**ESTRATTO DEL TESTO**
>>>>>
# E' morto Claudio Lippi, giornalista Milan Channel



## Kurt91 (26 Marzo 2013)

Come da titolo, è morto Claudio Lippi giornalista di Milan Channel in seguito ad un incidente stradale in moto. Era appena diventato padre. A darne l'annuncio il sito ufficiale del Milan.

RIP


----------



## James Watson (26 Marzo 2013)

Oddio ma era giovane, che gli è successo??


----------



## Kurt91 (26 Marzo 2013)

Incidente stradale a quanto pare.


----------



## smallball (26 Marzo 2013)

Incidente motociclistico


----------



## sheva90 (26 Marzo 2013)

Non ci credo maledizione, ci salutammo pure al Rigamonti di Brescia...
Grandissimo giornalista e vero cuore rossonero.
La vita è ingiusta.


----------



## Frikez (26 Marzo 2013)

RIP


----------



## James Watson (26 Marzo 2013)

spiace quando se ne va qualcuno di così giovane.. r.i.p.


----------



## admin (26 Marzo 2013)

Era appena diventato padre... non ci sono parole.

RIP


----------



## DannySa (26 Marzo 2013)

Po*ca *****, mi dispiace molto


----------



## BB7 (26 Marzo 2013)

A volte l'ho visto su MilanChannel... era simpatico e giovane. RIP


----------



## Arsozzenal (26 Marzo 2013)

mi spiace moltissimo!!!
riposa in pace


----------



## chicagousait (26 Marzo 2013)

Dispiace davvero tanto


----------



## smallball (26 Marzo 2013)

Admin ha scritto:


> Era appena diventato padre... non ci sono parole.
> 
> RIP


ù
una tragedia pazzesca.... RIP


----------



## Underhill84 (26 Marzo 2013)
<<<<<
**CONSEGNA**
Riporta tale e quale il brano della discussione su Claudio Lippi che inizia con "## BB7 (26 Marzo" e termina con "mi spiace moltissimo!!!". I record non servono per svolgere il compito.

**RECORD**
>>>>>
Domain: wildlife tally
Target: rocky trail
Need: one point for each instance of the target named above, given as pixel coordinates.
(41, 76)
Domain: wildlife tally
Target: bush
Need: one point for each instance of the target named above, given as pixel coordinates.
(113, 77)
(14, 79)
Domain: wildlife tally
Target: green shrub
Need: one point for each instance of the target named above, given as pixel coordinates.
<<<<<
**RISPOSTA**
## BB7 (26 Marzo 2013)

A volte l'ho visto su MilanChannel... era simpatico e giovane. RIP


----------



## Arsozzenal (26 Marzo 2013)

mi spiace moltissimo!!!